*Problem*. Which lines in the entries below contain the word "yellow"? Copy each of those lines in full.

----- Provided entries -----

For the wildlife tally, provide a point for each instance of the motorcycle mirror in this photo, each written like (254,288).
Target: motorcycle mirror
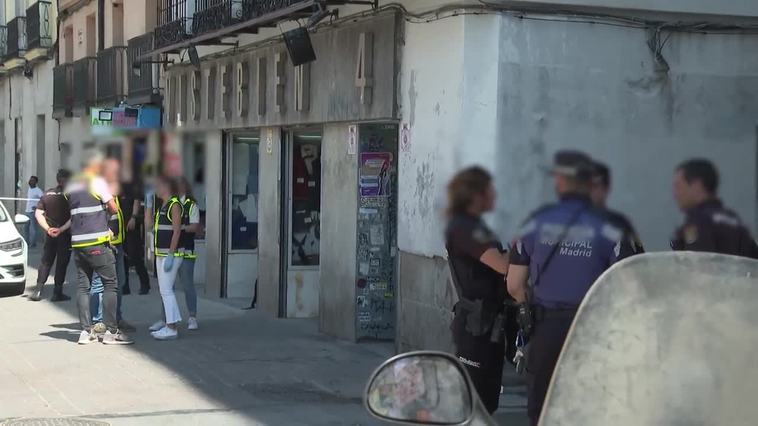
(421,388)
(21,219)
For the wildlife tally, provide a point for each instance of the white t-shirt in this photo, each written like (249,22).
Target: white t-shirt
(34,194)
(98,186)
(194,212)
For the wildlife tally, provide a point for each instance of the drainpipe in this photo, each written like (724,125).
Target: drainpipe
(100,25)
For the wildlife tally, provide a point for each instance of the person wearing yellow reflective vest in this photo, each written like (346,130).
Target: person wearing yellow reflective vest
(190,228)
(91,204)
(167,229)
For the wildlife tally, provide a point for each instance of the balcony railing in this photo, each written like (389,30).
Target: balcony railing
(39,25)
(63,90)
(214,14)
(3,42)
(143,86)
(16,37)
(174,22)
(111,77)
(85,77)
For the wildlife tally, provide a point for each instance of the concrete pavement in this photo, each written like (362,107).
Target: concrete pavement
(240,368)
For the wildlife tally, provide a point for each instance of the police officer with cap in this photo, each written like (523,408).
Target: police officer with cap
(559,253)
(51,213)
(478,265)
(709,226)
(601,189)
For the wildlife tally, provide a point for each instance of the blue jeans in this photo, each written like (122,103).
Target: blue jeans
(31,230)
(187,277)
(96,290)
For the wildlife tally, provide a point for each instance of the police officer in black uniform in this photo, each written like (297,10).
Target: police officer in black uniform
(559,253)
(478,264)
(709,226)
(601,189)
(53,212)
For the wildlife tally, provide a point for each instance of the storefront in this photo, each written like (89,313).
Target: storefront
(299,173)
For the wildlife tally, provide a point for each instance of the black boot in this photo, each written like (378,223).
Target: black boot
(36,295)
(58,295)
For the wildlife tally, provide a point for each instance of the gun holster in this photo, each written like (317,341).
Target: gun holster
(478,320)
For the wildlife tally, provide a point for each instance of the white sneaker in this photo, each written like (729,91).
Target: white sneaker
(85,338)
(165,333)
(158,325)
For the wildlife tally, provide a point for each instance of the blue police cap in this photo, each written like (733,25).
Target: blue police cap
(573,164)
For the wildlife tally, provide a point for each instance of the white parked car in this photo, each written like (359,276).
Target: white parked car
(13,254)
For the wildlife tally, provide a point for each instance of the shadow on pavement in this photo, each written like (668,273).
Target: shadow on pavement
(241,367)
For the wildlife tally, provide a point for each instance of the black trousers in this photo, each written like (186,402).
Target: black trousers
(135,256)
(545,346)
(484,363)
(56,250)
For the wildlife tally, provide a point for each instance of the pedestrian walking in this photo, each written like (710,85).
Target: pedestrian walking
(52,212)
(601,189)
(33,195)
(708,226)
(91,205)
(190,228)
(478,265)
(168,251)
(561,250)
(134,240)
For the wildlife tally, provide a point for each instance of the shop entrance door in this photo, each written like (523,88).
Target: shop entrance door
(302,233)
(242,215)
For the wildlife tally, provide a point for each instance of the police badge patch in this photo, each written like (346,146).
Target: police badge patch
(690,234)
(481,236)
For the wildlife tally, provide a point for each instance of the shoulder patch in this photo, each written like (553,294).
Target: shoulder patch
(527,228)
(690,234)
(725,219)
(611,232)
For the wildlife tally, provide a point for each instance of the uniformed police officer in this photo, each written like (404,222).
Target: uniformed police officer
(91,205)
(709,226)
(51,213)
(601,189)
(478,264)
(559,253)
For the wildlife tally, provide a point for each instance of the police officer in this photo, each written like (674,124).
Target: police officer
(478,264)
(51,213)
(601,188)
(190,228)
(709,226)
(91,205)
(559,253)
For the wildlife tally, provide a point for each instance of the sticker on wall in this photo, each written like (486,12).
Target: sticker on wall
(374,174)
(405,138)
(269,142)
(352,140)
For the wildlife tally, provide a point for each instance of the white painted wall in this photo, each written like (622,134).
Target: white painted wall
(507,93)
(26,98)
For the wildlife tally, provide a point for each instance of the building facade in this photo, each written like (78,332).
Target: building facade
(499,83)
(323,185)
(28,134)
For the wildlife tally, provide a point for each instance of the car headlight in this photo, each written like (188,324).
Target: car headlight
(12,245)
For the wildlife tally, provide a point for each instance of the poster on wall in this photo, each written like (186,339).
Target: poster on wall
(375,174)
(377,232)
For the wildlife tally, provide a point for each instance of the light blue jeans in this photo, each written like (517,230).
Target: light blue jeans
(96,290)
(187,277)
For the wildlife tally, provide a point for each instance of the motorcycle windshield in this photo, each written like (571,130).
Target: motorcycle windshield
(662,339)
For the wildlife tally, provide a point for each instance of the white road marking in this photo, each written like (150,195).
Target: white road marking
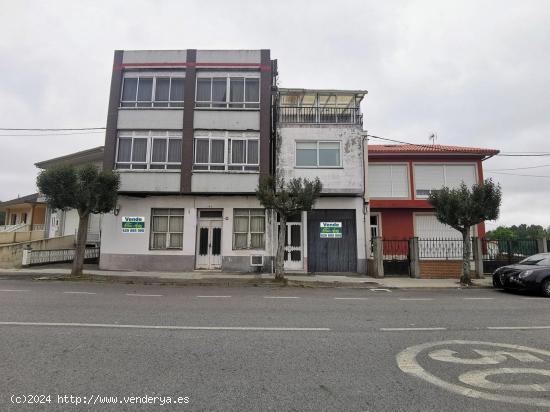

-----

*Reply to the task*.
For the wildlife tally, provide a point for each instance of the person wearing yellow reflective vest in this photo, each written like (346,130).
Target: person wearing yellow reflective vest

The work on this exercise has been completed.